DIRECTIONS FOR THIS TASK: In the news article below about University of New Mexico presidential finalist Meredith Hay, set down everything from "Hay’s role in" down to "Student Union Building.", unchanged.

EXTRACT PROVIDED:
-- -- --

ALBUQUERQUE, N.M. — Cost-cutting, tuition increases and tough decisions have occupied University of New Mexico presidential finalist Meredith Hay since 2007, when she last visited Albuquerque as a contender for UNM’s top job.

Hay’s role in implementing a $180 million, 43 percent cut in state funding in 2009-11 as provost at University of Arizona led to “hurt feelings” and taught her lessons about communicating effectively with the faculty, she told a UNM audience on Tuesday.

Hay also defended tuition increases that helped the university make up lost state revenue and nearly doubled undergraduate tuition since 2009 to more than $10,000 a year – a figure comparable to other U.S. research public universities, she said.

“Low tuition sounds good and feels good, but what we had in Arizona was, we were subsidizing the rich,” Hay told faculty and staff members at the Student Union Building.

Moving to a “high-tuition model” has allowed UA to boost merit and needs-based student aid to $135 million a year, helping ease the pain for low- and middle-income students, she said. UA dedicates 20 percent of tuition revenue to financial aid, she said.

“If you want high quality, you can’t do it on the cheap,” Hay told students who expressed skepticism about tuition increases. “It’s the overhead at the research institutions that drives costs up.”

Universities need to offer affordable high-quality options for students, Hay said. Branch campuses, which specialize in teaching and lack the high overhead of research universities, can offer students quality degree programs at lower cost, she said.

UNM faculty members quizzed Hay about a 2009 survey in which 60 percent of UA faculty members surveyed reported “no confidence” or “low confidence” in Hay and then-UA President Robert Shelton. In response, Hay said she helped implement a cost-cutting measure that consolidated four UA colleges into one, yielding administrative savings of about $10 million a year.

-- -- --

MATERIAL PROVIDED:

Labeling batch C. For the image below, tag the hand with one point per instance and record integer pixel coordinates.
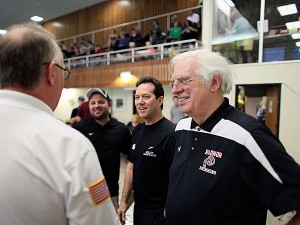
(122, 212)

-- -- --

FINAL RESULT:
Hay’s role in implementing a $180 million, 43 percent cut in state funding in 2009-11 as provost at University of Arizona led to “hurt feelings” and taught her lessons about communicating effectively with the faculty, she told a UNM audience on Tuesday.

Hay also defended tuition increases that helped the university make up lost state revenue and nearly doubled undergraduate tuition since 2009 to more than $10,000 a year – a figure comparable to other U.S. research public universities, she said.

“Low tuition sounds good and feels good, but what we had in Arizona was, we were subsidizing the rich,” Hay told faculty and staff members at the Student Union Building.